OBJECTIVE =>
Answer these questions from the SWIM data model text:
1. Which database system manages the SWIM modeling storage system?
2. In what format do documents exist in the database?
3. Which collection holds model scenario executions by registered users that are not available for public view?

TEXT EXCERPT =>
Begin

Data Model View

The SWIM modeling storage system is implemented as a document-based NoSQL database managed with MongoDB. This section describes the semi-structured organization of data in our storage system.

Terms

Term Definition
Database A physical container for collections. Each database gets its own set of files on the file system. A single MongoDB server typically has multiple databases.
Collection A grouping of MongoDB documents. A collection is the equivalent of an RDBMS table. A collection exists within a single database.
Document A record in a MongoDB collection and the basic unit of data in MongoDB. Documents are analogous to JSON objects but exist in the database in a more type-rich format known as BSON.
JSON JavaScript Object Notation. A human-readable, plain text format for expressing structured data with support in many programming languages.
String A sequence of characters
Array Is a data structure consisting of a collection of elements (values or variables).
Object A JSON data structure.
Any When a field is not constrained to a specific data type.


Sources:
https://docs.mongodb.com/manual/reference/glossary/
https://www.json.org/json-en.html

Collection Catalog

The SWIM modeling database is under constant expansion and refinement as the development process progresses. The platform is currently composed of the following collections:

  • acronym-catalog: Label dictionary to convert model specific acronyms into suitable labels for users.
  • canned-scenarios: Subsets of model outputs to answer specific questions that focus on targeted model ouputs.
  • model-catalog: Metadata of a registered modeling services in SWIM.
  • transformation-catalog: Metadata of registered transformation services in SWIM.
  • output-catalog: List of output metadata linked to s specific model.
  • options: Adds model parameters to the options menu on the SWIM UI.
  • parameter-catalog: List of model paramater metadata and default values linked to specific model.
  • private-scenarios: Model scenario executions by registered users that are not available for public view.

End

STORED RECORDS =>
Begin

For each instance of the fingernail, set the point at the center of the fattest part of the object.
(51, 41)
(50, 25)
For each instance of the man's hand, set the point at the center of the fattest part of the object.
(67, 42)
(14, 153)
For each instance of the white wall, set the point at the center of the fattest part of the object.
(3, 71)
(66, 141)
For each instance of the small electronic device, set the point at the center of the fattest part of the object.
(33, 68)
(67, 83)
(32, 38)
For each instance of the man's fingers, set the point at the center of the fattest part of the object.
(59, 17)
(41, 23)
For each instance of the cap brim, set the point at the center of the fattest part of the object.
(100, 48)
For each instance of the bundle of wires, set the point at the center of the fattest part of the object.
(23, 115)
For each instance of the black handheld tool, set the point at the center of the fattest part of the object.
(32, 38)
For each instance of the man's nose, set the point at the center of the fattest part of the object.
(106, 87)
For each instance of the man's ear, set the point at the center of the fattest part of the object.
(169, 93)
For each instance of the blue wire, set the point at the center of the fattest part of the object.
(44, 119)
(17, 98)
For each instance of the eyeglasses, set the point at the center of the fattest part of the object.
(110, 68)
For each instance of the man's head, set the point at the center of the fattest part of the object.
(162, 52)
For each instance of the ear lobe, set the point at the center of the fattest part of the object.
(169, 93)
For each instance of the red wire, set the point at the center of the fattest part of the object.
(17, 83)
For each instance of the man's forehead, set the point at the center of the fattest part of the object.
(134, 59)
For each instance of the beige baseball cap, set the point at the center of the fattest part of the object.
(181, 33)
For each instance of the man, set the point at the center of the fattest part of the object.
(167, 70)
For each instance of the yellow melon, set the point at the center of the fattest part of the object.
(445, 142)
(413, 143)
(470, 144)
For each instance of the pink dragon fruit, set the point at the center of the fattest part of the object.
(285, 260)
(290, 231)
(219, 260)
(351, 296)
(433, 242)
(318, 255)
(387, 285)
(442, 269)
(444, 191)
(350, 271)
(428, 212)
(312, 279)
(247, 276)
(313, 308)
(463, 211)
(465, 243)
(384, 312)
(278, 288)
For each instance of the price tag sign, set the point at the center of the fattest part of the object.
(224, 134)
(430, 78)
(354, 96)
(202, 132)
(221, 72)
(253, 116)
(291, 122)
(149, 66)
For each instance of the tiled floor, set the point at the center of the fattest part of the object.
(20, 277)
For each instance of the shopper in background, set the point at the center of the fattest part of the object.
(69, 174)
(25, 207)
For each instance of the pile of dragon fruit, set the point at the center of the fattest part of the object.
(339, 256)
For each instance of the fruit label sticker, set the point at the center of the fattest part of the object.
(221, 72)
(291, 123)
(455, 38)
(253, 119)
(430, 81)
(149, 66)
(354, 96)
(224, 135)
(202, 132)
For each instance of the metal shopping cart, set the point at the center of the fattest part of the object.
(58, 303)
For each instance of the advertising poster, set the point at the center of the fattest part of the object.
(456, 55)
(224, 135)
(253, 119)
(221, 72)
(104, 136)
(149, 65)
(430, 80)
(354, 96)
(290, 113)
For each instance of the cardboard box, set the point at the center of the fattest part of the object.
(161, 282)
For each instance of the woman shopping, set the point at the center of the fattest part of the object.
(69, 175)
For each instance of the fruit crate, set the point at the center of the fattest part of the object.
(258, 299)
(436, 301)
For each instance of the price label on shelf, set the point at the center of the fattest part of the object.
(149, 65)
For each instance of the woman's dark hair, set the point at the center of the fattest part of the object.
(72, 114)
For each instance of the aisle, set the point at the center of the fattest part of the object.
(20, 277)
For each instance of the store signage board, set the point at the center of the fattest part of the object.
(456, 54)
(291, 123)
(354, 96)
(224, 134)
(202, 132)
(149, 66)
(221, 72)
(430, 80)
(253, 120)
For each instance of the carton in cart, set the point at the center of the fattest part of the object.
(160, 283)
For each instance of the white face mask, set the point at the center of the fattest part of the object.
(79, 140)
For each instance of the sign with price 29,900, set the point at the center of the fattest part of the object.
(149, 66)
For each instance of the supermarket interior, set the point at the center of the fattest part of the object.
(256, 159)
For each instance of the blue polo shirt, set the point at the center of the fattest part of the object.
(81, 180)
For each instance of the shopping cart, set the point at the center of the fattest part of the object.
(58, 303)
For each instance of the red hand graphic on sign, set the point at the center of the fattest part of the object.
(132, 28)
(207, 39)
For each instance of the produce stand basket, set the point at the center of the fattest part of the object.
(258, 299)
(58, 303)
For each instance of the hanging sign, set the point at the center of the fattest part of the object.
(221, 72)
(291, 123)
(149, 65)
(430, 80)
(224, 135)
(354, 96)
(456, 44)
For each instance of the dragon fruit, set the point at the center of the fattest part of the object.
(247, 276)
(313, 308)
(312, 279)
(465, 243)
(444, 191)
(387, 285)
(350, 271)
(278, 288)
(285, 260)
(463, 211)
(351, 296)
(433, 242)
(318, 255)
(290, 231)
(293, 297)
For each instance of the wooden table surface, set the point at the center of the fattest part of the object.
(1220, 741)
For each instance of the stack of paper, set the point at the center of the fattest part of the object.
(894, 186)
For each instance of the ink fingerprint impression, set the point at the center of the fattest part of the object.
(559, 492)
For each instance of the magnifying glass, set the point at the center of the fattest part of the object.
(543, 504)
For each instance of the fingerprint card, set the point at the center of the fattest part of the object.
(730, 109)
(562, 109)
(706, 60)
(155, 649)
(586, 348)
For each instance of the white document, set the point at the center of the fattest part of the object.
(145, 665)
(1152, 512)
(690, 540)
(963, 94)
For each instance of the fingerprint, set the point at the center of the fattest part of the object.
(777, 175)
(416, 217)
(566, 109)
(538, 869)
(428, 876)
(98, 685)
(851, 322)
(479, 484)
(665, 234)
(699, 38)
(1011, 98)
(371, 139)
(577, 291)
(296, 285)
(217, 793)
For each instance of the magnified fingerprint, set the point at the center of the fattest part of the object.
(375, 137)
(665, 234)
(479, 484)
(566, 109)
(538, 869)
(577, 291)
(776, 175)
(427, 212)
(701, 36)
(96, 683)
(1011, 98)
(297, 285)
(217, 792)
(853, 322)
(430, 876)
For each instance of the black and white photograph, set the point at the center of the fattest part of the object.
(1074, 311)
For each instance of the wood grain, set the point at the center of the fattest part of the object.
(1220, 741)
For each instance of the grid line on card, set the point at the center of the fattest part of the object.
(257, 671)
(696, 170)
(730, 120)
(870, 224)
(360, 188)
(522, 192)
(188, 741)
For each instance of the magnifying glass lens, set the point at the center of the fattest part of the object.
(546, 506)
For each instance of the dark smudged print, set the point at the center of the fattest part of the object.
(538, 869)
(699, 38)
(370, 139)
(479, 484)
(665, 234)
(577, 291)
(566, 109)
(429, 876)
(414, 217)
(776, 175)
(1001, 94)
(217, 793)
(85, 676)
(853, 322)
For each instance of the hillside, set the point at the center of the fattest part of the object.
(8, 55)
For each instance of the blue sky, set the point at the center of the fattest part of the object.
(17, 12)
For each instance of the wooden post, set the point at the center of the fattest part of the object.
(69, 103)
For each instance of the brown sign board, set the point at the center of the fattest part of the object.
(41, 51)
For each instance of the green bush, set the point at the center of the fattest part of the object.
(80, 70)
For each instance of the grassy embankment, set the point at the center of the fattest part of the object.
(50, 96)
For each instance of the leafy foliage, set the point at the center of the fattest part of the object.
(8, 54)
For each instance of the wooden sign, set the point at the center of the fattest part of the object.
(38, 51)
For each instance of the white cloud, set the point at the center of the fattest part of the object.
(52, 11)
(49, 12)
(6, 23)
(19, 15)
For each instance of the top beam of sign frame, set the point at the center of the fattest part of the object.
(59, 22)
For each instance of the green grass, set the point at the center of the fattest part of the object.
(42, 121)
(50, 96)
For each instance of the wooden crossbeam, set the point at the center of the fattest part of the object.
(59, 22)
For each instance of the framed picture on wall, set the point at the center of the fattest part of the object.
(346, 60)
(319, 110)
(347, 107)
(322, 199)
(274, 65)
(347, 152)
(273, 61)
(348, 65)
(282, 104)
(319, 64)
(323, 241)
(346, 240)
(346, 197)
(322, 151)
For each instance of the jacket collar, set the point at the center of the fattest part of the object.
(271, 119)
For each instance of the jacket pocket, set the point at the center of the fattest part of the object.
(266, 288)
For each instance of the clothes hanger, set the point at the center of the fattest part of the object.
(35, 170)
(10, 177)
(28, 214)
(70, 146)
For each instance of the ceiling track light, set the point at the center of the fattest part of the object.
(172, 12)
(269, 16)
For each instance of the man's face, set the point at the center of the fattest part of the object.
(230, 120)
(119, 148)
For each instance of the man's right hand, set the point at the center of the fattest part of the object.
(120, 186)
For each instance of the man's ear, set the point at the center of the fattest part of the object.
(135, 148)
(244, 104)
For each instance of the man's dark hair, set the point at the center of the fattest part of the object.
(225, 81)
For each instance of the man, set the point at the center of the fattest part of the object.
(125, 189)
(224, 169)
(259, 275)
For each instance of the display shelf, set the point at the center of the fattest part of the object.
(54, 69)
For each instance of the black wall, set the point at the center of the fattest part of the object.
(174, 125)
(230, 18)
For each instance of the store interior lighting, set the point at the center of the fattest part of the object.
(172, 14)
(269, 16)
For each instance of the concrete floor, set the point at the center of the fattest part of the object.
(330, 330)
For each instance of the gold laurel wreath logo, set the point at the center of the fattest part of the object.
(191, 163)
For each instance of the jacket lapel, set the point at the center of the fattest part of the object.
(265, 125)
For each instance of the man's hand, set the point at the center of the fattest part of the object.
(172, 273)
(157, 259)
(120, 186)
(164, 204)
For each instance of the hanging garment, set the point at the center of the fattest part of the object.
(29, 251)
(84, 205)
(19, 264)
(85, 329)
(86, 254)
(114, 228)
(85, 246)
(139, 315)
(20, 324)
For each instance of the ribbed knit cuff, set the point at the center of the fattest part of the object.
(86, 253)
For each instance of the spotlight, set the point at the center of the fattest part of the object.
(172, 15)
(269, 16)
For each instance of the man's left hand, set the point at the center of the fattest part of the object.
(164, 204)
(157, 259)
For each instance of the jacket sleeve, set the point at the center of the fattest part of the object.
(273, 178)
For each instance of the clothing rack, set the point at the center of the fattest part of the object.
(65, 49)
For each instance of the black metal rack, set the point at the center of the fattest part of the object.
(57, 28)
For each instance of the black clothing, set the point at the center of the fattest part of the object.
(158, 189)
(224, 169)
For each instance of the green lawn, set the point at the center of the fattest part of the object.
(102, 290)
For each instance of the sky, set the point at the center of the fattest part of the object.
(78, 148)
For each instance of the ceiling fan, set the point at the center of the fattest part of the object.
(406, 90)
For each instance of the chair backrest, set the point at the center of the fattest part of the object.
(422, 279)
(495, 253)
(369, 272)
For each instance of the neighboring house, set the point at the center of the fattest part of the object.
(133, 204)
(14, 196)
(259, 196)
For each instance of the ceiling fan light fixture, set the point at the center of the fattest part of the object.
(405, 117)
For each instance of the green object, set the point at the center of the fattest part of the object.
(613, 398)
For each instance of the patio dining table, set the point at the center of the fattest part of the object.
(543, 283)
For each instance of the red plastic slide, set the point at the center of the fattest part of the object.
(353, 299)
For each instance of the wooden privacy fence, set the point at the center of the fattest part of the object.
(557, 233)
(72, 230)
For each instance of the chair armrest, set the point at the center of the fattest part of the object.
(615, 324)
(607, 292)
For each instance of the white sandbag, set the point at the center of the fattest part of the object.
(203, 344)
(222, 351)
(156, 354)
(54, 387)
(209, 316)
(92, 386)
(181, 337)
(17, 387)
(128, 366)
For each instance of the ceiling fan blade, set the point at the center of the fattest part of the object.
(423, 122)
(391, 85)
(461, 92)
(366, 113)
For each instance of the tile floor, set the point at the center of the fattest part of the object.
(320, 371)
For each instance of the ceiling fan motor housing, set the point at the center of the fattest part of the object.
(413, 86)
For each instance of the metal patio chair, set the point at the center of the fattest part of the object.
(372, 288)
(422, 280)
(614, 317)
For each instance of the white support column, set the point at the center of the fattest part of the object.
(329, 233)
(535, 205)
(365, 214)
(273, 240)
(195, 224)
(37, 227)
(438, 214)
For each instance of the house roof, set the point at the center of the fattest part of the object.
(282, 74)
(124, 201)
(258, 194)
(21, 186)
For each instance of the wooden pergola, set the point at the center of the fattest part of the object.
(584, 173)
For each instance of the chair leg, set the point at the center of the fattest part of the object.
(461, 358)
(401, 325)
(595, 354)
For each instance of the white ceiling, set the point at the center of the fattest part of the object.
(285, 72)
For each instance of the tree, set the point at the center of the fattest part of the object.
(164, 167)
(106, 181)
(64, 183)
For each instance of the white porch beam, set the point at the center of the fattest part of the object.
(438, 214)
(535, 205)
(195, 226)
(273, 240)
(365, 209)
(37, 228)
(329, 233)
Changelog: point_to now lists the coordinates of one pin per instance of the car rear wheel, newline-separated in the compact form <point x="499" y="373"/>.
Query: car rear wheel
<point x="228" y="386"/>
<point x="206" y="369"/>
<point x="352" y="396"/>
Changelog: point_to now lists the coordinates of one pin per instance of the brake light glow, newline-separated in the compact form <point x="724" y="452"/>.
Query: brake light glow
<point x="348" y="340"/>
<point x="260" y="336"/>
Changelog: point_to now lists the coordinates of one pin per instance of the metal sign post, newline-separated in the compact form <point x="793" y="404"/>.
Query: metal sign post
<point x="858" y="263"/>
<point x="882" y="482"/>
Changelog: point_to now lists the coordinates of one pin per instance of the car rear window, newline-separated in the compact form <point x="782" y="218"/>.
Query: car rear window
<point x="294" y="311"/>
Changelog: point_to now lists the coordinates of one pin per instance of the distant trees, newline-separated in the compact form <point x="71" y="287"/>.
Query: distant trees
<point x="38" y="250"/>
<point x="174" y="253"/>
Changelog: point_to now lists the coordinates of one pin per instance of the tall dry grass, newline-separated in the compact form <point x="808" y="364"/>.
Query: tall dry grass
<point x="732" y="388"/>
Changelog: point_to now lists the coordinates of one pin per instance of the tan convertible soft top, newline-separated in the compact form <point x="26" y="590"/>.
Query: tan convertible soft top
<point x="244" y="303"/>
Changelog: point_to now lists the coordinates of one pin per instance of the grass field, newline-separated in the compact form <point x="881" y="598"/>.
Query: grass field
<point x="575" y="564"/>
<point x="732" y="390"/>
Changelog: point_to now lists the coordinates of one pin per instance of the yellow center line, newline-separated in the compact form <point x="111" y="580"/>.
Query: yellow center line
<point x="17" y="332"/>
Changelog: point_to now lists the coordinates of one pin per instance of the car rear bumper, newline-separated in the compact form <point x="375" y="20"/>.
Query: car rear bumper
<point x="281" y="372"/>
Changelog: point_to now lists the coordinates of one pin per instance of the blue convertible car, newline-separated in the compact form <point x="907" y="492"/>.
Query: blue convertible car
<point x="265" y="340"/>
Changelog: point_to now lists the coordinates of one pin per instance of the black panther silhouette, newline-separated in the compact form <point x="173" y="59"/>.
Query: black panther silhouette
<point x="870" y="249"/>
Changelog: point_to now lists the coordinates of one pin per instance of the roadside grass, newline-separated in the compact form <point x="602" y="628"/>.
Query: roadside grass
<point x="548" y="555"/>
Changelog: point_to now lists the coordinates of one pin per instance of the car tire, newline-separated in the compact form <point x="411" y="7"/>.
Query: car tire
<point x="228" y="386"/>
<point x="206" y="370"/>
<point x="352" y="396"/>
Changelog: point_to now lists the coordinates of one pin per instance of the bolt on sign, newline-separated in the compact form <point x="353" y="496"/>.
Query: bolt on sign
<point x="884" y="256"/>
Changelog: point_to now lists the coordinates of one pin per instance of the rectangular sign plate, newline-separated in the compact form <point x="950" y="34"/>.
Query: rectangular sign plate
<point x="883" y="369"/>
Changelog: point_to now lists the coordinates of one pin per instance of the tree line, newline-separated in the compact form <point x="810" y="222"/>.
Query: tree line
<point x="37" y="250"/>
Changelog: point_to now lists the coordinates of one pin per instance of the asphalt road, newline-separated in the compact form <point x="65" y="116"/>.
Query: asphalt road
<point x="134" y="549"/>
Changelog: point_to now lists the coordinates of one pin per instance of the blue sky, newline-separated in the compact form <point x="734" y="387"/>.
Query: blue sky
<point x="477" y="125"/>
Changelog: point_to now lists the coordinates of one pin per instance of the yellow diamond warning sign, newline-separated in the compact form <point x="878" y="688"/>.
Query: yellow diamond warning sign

End

SOLVED EXERCISE =>
1. MongoDB
2. BSON
3. private-scenarios